Trecho fornecido:
TRANSPORTES DO MUNDO TODO DE TODOS OS MODELOS: Moto-Peças S.A.: A Indústria Brasileira que Impulsionou a Defesa Nacional com Engenhosidade e Autonomia

06 novembro 2025

Moto-Peças S.A.: A Indústria Brasileira que Impulsionou a Defesa Nacional com Engenhosidade e Autonomia

 Moto-Peças S.A.: A Indústria Brasileira que Impulsionou a Defesa Nacional com Engenhosidade e Autonomia

Fundada em 1956, a Moto-Peças S.A. – Transmissões e Engrenagens tornou-se, na década de 1970, a maior indústria brasileira especializada na fabricação de componentes para câmbios e diferenciais. Com unidades industriais em São Paulo e Sorocaba (SP), a empresa não apenas dominou o setor automotivo civil, mas também desempenhou um papel estratégico e pioneiro na modernização do parque de equipamentos militares do Exército Brasileiro. Ao longo de três décadas, a Moto-Peças transformou-se num verdadeiro parceiro técnico das Forças Armadas, contribuindo para a soberania tecnológica, a autonomia logística e a capacidade de inovação do Brasil em matéria de defesa.

Pedido redigido 1: Segundo o trecho fornecido, em que ano foi fundada a Moto-Peças S.A.?

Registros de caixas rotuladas
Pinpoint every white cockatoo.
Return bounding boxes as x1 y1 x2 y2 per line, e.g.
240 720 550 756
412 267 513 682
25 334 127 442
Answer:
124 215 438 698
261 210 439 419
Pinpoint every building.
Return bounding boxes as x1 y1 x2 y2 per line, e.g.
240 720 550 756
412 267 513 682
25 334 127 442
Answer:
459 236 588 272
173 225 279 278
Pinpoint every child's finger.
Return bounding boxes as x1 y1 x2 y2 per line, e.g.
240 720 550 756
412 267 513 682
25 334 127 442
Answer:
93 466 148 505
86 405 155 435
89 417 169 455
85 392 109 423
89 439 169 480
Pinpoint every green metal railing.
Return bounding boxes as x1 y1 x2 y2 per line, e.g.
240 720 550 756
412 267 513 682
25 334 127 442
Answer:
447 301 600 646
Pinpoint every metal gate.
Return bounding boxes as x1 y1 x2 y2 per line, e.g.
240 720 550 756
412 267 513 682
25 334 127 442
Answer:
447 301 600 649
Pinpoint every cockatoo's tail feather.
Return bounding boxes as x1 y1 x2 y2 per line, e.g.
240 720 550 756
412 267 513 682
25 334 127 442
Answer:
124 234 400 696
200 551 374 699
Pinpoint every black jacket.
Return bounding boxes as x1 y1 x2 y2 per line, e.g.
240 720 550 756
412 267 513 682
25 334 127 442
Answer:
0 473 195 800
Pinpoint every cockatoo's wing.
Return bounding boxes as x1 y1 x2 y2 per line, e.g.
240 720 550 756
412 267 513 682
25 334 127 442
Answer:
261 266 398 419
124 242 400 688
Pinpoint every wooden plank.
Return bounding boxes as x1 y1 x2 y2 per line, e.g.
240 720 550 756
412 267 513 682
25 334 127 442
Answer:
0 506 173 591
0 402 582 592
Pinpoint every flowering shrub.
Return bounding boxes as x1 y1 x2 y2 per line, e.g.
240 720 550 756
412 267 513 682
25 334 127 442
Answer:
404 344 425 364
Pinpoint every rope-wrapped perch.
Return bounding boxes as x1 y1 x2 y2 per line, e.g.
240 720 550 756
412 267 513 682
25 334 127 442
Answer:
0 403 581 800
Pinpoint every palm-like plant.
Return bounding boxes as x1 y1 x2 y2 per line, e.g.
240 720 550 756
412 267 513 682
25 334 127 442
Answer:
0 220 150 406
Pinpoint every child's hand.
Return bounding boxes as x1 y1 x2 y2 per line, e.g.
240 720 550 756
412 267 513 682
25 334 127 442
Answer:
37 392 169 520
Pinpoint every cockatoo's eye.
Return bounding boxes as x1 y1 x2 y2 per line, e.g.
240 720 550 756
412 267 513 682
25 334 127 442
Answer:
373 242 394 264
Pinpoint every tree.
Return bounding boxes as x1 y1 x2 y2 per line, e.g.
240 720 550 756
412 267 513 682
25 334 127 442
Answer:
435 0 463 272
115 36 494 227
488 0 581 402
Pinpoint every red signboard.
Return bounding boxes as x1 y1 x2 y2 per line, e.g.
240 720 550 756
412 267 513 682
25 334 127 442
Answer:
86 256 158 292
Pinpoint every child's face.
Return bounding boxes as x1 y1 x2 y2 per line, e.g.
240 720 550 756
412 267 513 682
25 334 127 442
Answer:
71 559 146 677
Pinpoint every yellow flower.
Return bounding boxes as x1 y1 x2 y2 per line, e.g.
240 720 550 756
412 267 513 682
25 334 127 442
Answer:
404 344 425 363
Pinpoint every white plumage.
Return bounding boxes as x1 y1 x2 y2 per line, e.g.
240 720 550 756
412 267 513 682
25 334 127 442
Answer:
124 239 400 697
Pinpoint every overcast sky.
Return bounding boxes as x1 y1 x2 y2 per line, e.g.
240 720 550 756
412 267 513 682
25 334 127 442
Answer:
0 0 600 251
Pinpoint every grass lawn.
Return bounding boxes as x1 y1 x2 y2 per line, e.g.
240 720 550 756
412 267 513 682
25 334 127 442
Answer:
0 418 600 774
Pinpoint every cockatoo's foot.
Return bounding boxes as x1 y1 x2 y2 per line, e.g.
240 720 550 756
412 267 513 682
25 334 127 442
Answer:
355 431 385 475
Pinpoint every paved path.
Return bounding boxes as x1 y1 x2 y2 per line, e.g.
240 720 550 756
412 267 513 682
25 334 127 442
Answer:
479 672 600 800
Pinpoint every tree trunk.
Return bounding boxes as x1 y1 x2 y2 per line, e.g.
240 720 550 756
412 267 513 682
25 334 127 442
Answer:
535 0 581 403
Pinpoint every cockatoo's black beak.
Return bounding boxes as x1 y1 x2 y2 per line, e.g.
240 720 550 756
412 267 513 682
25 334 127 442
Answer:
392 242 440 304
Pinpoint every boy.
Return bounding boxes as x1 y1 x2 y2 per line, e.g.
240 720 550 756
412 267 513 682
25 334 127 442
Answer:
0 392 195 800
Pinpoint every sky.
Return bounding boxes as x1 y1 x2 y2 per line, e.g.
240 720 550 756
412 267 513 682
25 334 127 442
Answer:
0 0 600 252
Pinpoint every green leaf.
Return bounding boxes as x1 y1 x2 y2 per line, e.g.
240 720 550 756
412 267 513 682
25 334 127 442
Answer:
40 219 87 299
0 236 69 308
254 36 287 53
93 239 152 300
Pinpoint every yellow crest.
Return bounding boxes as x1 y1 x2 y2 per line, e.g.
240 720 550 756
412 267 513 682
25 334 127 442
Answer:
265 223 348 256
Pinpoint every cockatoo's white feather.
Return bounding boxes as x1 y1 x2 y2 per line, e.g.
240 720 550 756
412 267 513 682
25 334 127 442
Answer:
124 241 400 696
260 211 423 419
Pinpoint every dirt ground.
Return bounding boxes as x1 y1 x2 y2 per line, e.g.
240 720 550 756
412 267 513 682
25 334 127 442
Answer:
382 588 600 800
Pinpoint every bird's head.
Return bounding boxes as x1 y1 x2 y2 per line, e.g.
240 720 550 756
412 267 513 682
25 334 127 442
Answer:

Pedido redigido 2: Converta em uma lista JSON de strings as linhas das entradas situadas entre a que contém "Pinpoint every flowering shrub." e a que contém "0 403 581 800", inclusive, com uma string para cada linha e omitindo as linhas em branco.

Resposta final 1: Em 1956.

Resposta final 2:
[
  "Pinpoint every flowering shrub.",
  "Return bounding boxes as x1 y1 x2 y2 per line, e.g.",
  "240 720 550 756",
  "412 267 513 682",
  "25 334 127 442",
  "Answer:",
  "404 344 425 364",
  "Pinpoint every rope-wrapped perch.",
  "Return bounding boxes as x1 y1 x2 y2 per line, e.g.",
  "240 720 550 756",
  "412 267 513 682",
  "25 334 127 442",
  "Answer:",
  "0 403 581 800"
]